DATASET EXCERPTS:
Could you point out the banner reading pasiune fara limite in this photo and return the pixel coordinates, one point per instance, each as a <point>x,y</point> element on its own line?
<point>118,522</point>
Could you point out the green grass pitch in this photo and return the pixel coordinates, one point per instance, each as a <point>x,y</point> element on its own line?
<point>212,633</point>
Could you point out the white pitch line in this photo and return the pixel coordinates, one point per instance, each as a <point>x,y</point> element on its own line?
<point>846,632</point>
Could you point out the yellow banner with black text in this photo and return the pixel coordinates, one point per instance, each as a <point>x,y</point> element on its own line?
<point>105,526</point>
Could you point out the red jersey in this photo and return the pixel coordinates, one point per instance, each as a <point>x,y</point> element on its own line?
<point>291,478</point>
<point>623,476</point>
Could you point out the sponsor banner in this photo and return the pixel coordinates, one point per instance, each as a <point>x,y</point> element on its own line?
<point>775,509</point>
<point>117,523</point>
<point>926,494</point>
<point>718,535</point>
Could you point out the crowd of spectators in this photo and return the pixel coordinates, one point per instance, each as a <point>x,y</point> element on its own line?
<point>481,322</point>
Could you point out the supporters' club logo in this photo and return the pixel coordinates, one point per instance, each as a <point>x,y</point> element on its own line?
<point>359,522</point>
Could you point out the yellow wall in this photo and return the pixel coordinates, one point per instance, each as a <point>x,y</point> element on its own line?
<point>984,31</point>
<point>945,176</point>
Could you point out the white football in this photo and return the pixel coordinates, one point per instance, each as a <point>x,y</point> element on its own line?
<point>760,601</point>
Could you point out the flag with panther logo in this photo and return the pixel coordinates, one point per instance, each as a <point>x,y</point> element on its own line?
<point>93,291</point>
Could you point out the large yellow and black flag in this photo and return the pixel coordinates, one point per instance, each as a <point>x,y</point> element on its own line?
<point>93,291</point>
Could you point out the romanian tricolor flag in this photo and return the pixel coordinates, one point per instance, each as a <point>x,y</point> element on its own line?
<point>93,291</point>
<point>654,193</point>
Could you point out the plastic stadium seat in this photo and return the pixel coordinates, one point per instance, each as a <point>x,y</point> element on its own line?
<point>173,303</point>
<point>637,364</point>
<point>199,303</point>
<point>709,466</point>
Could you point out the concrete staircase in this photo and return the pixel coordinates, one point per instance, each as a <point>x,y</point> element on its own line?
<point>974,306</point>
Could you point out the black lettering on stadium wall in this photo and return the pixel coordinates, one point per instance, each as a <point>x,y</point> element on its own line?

AIM OF THE EXERCISE: Each line of the data should be given back exactly.

OUTPUT:
Could you point out the banner reading pasiune fara limite in this photo and return the pixel coordinates, one point per instance, each as a <point>x,y</point> element on its own line?
<point>118,522</point>
Could you point out the green grass pitch in this photo and return the pixel coordinates, one point per instance, each as a <point>x,y</point> element on its own line?
<point>212,633</point>
Could you point out the white pitch line in this photo and return the pixel coordinates, one point per instance, each as a <point>x,y</point> element on its own line?
<point>846,632</point>
Could you point out the yellow banner with black text in this photo and return the pixel coordinates, one point per instance, each as a <point>x,y</point> element on its own line?
<point>105,526</point>
Could you point out the red jersey in this photo and return the pixel coordinates, one point per instance, each as a <point>x,y</point> element on its own line?
<point>291,478</point>
<point>623,476</point>
Could you point out the sponsor banner in this photo and return the pixel coordinates, one point per instance, each as a <point>x,y</point> element on its own line?
<point>775,509</point>
<point>117,523</point>
<point>926,494</point>
<point>718,535</point>
Could you point out the crowd of spectators in this photo and return the pixel coordinates, one point per instance, each as a <point>x,y</point> element on its own line?
<point>481,322</point>
Could you point out the supporters' club logo in this photo and return the pixel coordinates, one point per instance, each as a <point>x,y</point> element on its own line?
<point>359,522</point>
Could you point out the yellow wall in this photo and return the pixel coordinates, one point per instance, each as a <point>x,y</point> element on its own line?
<point>984,31</point>
<point>945,176</point>
Could you point out the white football in this photo and return the pixel coordinates, one point per instance, each as a <point>x,y</point> element on its own line?
<point>760,601</point>
Could you point out the flag with panther logo in this photo and return the pixel coordinates, one point per instance, each as a <point>x,y</point> element on its own line?
<point>93,291</point>
Could you point out the large yellow and black flag in this photo and return the pixel coordinates, one point per instance, each as a <point>x,y</point> element on its own line?
<point>93,291</point>
Could you point out the romanian tricolor flag in this photo and return the pixel coordinates, one point per instance, each as a <point>x,y</point> element on its own line?
<point>93,291</point>
<point>654,193</point>
Could you point out the plastic stadium seat in this photo and return the pixel coordinates, one point per instance, each as a <point>x,y</point> element on its own line?
<point>173,303</point>
<point>637,364</point>
<point>199,303</point>
<point>709,466</point>
Could you point out the concrete staircase in this photo and return the pixel coordinates, one point per instance, each as a <point>x,y</point> element on its own line?
<point>974,306</point>
Could you point out the black lettering on stadium wall in this photo and return the pixel coordinates, one point per instance, each as a <point>x,y</point> element on its own line?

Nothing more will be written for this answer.